■ YOUR TASKS
(1) In the review of the disc's extra features, how long does the Futuristic Design featurette run?
(2) Resume the review of the disc's extra features, picking up right after its final sentence.

■ PAGE TEXT
We get three fairly unremarkable Deleted Scenes, as well as a selection of Featurettes. The 3 minute Visual Effects: Creating the Baby does exactly what it says on the box, offering up some brief detail into how they made the CGI infant seem so very realistic. Futuristic Design runs at 8 minutes, and takes us from concept to creation, showcasing how the Director brought the ideas to life. Theo & Julian takes a short look at these two characters, with insight from the actors who play them, Clive Owen and Julianne Moore, respectively. Under Attack spends 7 minutes focussing on the main action sequences - basically the really long takes which required months of preparation and took a remarkably long time to perfect. The best offering, however, is The Possibility of Hope, a more substantial Documentary that takes the best part of half an hour to look philosophy behind the movie, and relate some of the bleak future themes to those of modern society. The Director discusses these points at length and this is certainly far more interesting than just a fluffy, promotional making-of effort, although I don't know why he could not have provided a full length audio commentary instead - with all this information. In a similar vein, we get a few minutes' worth of comments by philosopher Slavoj Zizek.

Collected data
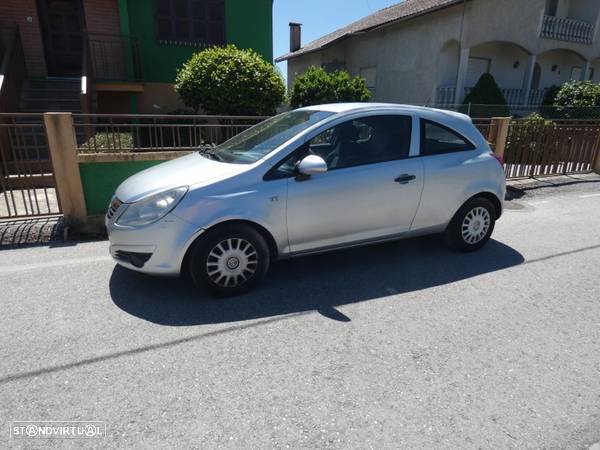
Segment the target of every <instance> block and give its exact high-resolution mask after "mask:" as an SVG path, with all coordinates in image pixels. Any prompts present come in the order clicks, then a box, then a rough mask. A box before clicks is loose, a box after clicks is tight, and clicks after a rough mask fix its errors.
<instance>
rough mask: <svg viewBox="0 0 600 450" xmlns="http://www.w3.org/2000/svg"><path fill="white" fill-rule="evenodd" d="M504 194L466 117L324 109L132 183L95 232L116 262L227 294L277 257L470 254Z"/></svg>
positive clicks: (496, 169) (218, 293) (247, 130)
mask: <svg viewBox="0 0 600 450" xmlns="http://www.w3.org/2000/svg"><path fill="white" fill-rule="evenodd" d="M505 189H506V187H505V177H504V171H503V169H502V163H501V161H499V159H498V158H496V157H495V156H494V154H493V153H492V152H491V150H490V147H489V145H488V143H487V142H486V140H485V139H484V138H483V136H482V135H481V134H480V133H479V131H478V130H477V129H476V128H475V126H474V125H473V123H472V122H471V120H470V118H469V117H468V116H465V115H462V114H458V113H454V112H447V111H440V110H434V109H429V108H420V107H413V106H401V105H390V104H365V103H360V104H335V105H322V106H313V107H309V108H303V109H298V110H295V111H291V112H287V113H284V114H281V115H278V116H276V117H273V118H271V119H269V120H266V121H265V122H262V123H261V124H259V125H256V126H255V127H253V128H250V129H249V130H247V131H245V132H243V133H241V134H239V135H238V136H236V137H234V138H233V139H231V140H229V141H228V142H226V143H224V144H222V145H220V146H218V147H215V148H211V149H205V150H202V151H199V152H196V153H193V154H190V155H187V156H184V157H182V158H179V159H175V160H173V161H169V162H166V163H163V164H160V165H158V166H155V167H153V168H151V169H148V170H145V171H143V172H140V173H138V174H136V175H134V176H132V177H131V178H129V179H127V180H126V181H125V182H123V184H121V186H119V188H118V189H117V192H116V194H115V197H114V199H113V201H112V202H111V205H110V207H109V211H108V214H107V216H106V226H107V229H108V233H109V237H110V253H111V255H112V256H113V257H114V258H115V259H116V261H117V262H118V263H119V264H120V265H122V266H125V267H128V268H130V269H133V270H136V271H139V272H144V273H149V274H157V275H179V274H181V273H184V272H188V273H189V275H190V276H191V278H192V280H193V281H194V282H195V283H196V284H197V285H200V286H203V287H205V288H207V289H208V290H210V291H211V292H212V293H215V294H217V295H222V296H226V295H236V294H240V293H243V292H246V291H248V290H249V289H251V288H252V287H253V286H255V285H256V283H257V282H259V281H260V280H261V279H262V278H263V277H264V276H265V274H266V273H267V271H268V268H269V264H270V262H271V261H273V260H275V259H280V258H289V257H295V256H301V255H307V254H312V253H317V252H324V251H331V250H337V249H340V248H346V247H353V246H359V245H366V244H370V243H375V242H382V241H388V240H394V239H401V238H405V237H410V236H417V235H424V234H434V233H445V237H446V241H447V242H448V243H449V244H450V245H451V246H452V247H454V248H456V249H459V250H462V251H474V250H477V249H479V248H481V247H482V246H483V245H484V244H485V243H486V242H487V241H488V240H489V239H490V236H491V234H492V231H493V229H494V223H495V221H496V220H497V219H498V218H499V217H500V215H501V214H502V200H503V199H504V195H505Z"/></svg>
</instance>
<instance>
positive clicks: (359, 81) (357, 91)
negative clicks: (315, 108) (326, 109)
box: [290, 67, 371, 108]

---

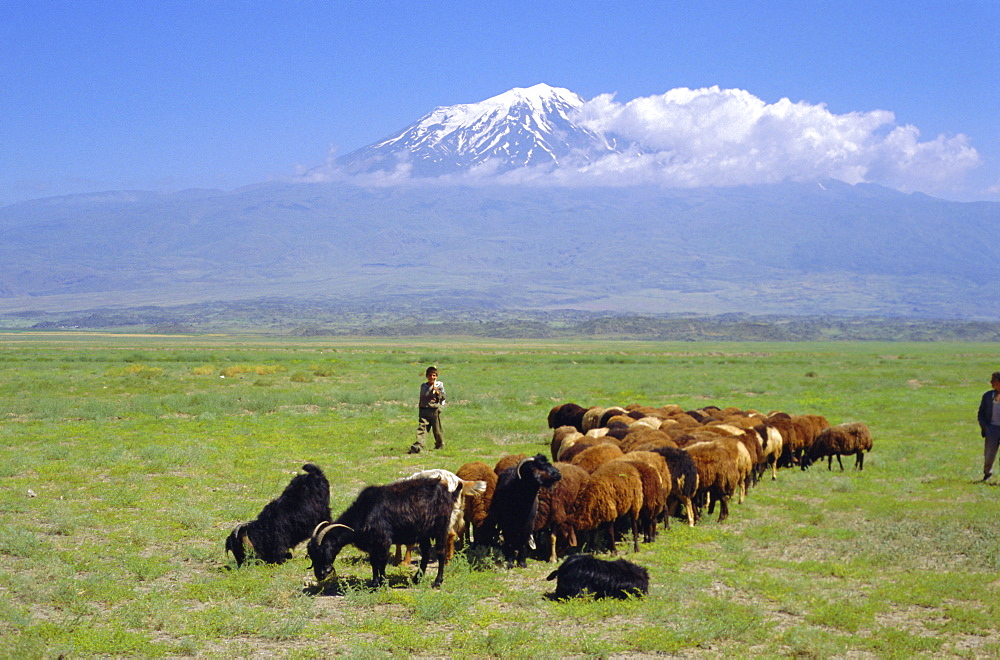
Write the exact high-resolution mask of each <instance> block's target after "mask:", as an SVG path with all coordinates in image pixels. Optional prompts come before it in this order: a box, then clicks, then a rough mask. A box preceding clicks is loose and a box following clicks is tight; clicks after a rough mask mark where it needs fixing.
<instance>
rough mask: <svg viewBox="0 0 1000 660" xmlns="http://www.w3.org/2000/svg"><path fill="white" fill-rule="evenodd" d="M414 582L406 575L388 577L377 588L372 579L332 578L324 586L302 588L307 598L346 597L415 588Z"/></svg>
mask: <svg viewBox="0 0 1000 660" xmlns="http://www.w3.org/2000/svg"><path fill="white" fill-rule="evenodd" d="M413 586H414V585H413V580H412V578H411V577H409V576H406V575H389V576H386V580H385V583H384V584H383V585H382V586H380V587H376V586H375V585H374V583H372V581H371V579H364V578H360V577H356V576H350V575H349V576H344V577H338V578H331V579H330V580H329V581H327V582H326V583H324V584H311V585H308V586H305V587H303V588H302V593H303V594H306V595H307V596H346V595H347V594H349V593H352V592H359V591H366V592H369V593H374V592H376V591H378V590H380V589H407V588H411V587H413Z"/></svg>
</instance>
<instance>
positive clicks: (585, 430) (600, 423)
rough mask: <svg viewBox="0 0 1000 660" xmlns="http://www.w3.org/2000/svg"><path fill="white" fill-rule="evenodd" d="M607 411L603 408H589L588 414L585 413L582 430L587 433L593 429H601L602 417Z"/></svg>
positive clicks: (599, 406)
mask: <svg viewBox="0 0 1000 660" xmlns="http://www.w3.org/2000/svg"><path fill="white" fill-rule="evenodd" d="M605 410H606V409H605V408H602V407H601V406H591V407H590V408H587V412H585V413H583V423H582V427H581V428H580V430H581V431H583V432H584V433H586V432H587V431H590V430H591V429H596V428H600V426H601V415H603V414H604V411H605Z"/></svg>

--

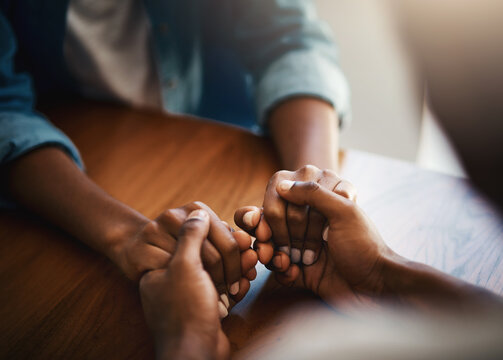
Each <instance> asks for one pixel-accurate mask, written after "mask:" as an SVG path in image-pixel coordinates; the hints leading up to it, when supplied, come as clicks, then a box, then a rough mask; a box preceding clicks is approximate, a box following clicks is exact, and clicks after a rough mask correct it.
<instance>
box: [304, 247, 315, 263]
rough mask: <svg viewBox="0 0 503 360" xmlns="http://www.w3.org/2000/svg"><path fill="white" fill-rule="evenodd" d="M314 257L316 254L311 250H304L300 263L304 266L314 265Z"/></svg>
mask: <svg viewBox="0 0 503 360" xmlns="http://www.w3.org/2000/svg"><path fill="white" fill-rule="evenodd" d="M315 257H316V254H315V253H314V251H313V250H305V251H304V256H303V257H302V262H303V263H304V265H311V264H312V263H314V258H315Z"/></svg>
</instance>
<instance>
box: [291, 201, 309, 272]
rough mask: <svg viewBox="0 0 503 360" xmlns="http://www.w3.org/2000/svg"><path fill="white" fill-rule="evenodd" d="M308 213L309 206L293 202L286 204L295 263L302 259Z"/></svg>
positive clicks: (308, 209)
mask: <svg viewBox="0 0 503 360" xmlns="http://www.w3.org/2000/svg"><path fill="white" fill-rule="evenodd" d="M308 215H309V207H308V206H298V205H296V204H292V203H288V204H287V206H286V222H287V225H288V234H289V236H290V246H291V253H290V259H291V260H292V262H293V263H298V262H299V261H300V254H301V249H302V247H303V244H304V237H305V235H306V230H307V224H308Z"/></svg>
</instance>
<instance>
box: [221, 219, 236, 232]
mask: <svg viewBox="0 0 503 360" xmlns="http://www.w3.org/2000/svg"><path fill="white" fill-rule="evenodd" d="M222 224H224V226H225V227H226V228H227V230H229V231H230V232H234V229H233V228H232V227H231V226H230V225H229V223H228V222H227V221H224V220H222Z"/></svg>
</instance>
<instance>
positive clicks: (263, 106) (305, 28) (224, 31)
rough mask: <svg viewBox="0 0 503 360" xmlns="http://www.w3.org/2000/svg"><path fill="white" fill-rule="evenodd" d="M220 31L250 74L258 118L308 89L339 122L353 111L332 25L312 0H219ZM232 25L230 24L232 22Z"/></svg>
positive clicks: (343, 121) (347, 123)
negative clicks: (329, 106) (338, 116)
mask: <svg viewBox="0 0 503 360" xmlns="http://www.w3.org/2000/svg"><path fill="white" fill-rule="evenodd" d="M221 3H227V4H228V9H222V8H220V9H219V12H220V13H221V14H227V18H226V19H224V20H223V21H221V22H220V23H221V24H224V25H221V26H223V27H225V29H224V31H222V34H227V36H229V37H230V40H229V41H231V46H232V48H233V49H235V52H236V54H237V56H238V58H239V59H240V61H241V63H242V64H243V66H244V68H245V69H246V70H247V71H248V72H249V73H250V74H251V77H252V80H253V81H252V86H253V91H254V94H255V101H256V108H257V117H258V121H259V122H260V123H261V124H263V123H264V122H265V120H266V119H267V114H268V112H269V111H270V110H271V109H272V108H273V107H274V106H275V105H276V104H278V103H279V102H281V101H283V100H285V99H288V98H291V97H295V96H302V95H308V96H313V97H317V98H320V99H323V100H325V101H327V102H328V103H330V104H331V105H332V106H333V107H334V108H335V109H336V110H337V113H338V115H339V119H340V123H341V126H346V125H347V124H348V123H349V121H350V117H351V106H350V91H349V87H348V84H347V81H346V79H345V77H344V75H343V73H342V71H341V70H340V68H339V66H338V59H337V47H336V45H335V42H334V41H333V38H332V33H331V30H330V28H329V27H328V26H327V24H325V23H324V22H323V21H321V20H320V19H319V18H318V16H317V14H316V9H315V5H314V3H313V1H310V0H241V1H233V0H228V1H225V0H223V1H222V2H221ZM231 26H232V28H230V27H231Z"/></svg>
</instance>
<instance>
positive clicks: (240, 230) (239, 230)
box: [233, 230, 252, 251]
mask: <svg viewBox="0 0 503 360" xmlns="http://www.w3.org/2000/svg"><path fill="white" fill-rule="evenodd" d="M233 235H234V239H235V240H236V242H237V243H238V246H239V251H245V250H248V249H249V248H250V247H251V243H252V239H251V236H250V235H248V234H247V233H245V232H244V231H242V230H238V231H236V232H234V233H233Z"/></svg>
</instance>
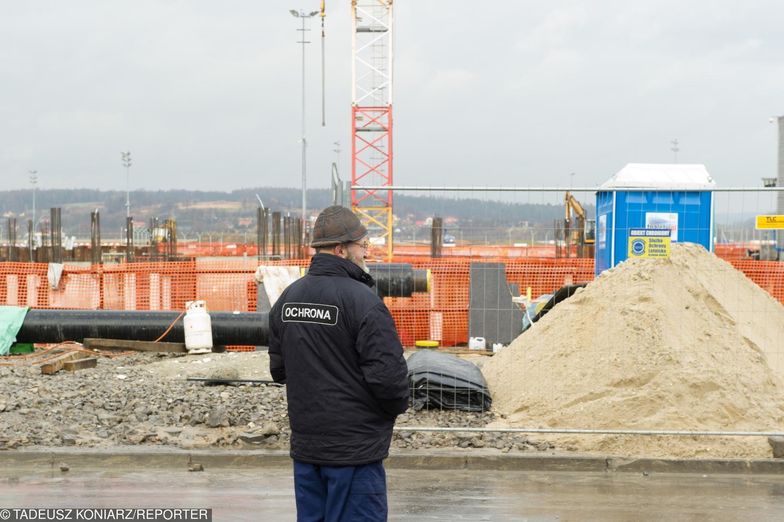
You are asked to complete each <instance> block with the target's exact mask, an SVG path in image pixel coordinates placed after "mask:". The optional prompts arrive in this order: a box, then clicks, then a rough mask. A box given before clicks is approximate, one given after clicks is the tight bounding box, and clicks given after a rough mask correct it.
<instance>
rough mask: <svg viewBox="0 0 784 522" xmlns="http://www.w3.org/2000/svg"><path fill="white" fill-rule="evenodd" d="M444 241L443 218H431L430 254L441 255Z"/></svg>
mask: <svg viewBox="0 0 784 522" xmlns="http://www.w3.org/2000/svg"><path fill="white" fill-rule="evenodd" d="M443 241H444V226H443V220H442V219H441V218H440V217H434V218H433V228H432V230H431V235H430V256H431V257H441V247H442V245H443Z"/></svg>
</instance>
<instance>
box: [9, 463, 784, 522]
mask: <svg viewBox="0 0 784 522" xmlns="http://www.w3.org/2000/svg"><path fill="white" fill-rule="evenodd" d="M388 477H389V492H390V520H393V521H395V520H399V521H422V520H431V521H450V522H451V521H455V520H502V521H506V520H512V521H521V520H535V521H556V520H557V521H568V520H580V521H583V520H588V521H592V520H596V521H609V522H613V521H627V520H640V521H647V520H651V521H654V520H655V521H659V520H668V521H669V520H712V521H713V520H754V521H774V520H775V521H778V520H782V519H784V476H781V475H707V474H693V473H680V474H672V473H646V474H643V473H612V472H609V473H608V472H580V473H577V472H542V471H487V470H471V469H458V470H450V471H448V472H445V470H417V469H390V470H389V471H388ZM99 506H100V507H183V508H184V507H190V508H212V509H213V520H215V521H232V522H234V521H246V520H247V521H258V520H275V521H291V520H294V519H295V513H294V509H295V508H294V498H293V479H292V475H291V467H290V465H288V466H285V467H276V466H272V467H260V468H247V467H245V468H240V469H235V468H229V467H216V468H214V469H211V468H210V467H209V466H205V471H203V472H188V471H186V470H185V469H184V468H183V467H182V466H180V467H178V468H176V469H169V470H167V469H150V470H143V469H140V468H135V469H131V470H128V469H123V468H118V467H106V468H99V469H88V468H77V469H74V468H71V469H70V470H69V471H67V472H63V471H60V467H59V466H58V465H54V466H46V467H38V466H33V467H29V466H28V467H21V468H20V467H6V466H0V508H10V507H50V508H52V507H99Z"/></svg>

■ RESPONSES PER TASK
(1) 8 minutes.

(2)
VerdictChildren of Men finally comes to Blu-ray in the US and it was definitely worth the wait. An amazing movie, thought-provoking, powerful, moving and packed with some breathtaking and tense set-pieces, it also marks Clive Owen's best film and arguably best performance to date. The video presentation and audio offering are pretty spectacular too, and we get all of the fairly decent extras ported over from the previous HD DVD counterpart. If you've only got the SD DVD it's a no-brainer upgrade, if you've got the HD DVD combo, it's worth eventually upgrading from the dead format, and if you have the Danish Blu-ray then it's worth checking out the DTS-HD MA soundtrack upgrade. And if you have not even seen this movie, then you should go out and pick up this Blu-ray right now and allow it a prized place in your collection. Highly recommended.